■ **Your instructions**
Every line of the records below should be restated exactly.
* Start Records for this exercise *
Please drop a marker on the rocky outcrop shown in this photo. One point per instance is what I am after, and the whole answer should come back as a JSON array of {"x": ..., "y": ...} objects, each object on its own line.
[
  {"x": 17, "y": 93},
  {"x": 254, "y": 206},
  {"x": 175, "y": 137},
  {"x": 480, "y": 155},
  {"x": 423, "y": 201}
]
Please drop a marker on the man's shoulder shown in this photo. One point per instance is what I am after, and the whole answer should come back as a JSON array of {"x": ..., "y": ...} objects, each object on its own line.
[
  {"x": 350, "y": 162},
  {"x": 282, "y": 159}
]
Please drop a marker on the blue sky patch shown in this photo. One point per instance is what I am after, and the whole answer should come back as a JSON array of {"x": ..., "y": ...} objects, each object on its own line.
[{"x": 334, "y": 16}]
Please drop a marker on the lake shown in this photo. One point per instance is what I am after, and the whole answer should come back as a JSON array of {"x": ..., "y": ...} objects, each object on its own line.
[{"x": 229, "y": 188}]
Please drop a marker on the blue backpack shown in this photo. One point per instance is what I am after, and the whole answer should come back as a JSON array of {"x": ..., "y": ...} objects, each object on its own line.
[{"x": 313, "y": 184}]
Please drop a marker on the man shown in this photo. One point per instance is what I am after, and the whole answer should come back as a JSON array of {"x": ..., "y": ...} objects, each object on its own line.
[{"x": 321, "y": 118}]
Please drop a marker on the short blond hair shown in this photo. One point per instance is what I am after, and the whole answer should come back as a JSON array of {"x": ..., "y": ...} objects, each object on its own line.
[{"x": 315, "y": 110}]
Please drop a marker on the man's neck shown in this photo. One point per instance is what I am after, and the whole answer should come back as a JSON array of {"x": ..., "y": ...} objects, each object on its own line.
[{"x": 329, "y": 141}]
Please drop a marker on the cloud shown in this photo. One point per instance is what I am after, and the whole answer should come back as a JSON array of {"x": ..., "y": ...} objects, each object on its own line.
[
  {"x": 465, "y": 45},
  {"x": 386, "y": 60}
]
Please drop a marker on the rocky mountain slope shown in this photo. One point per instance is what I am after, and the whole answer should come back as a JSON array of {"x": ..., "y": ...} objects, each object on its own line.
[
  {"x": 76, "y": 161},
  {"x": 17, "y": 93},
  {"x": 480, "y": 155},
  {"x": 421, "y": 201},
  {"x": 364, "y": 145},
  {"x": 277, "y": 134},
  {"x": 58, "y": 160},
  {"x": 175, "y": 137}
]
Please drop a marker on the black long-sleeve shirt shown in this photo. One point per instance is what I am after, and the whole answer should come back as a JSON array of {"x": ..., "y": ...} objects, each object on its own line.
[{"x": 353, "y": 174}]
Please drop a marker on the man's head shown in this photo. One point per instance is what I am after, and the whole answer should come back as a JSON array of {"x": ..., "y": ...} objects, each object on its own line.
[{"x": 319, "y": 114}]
* End Records for this exercise *
■ **Written solution**
Please drop a marker on the rocky outcrop shown in this photo. One point per instance is what I am after, and the whole answer should come back as a JSON array of {"x": ..., "y": ...} objects, each object on its own line.
[
  {"x": 17, "y": 93},
  {"x": 254, "y": 206},
  {"x": 175, "y": 137},
  {"x": 480, "y": 155},
  {"x": 423, "y": 201}
]
Please drop a marker on the man's shoulder shown in this photo. One point per instance is what I am after, and the whole answer should come back as a JSON array of {"x": ..., "y": ...} objects, each object on its own line.
[
  {"x": 350, "y": 162},
  {"x": 282, "y": 159}
]
Please drop a marker on the blue sky patch shown in this photo. One point per instance is what I am after, and the whole answer should come back as a JSON array of {"x": ..., "y": ...} objects, each object on its own line.
[{"x": 334, "y": 16}]
Please drop a marker on the lake shown in this photo. One point per instance is what I am after, and the whole answer should come back as a JSON array of {"x": ..., "y": ...} objects, each object on its own line.
[{"x": 229, "y": 188}]
Please drop a marker on the blue backpack shown in this photo. One point per instance is what I am after, and the whole answer should come back as a JSON array of {"x": ..., "y": ...} objects, each object on its own line.
[{"x": 313, "y": 184}]
Please drop a marker on the man shown in this photo. One point per instance is what I am after, and the whole answer should come back as a JSON array of {"x": ..., "y": ...} objects, each object on its own line.
[{"x": 321, "y": 118}]
Please drop a marker on the short blond hair shown in this photo. One point per instance is what I am after, and the whole answer should come back as a JSON array of {"x": ..., "y": ...} objects, each object on its own line.
[{"x": 315, "y": 110}]
Please drop a marker on the man's neck shown in this photo. One point per instance is what I am after, and the whole answer should come back as a JSON array of {"x": ..., "y": ...} objects, each object on its own line.
[{"x": 329, "y": 141}]
Please drop a marker on the cloud shown in this photo. One point per instance is what I am after, and the whole answer should come back as a JSON array of {"x": ..., "y": ...} objects, each object on its own line.
[
  {"x": 465, "y": 45},
  {"x": 386, "y": 60}
]
Please drop a marker on the rocky mountain slope shown in this photo. One point per instance is what I am after, and the whole answer should come back as a JSON array of {"x": ..., "y": ...} objects, each object on its own line.
[
  {"x": 76, "y": 161},
  {"x": 17, "y": 93},
  {"x": 480, "y": 155},
  {"x": 421, "y": 201},
  {"x": 364, "y": 145},
  {"x": 277, "y": 134},
  {"x": 58, "y": 160},
  {"x": 175, "y": 137}
]
Please drop a marker on the black long-sleeve shirt shown in this photo. One point per instance is what I am after, and the whole answer should come back as a JSON array of {"x": ..., "y": ...} objects, each object on its own line.
[{"x": 353, "y": 174}]
Please drop a marker on the man's head shown in this photo. One point per instance is what I am after, and the whole answer should come back as a JSON array of {"x": ..., "y": ...} objects, each object on its own line.
[{"x": 319, "y": 114}]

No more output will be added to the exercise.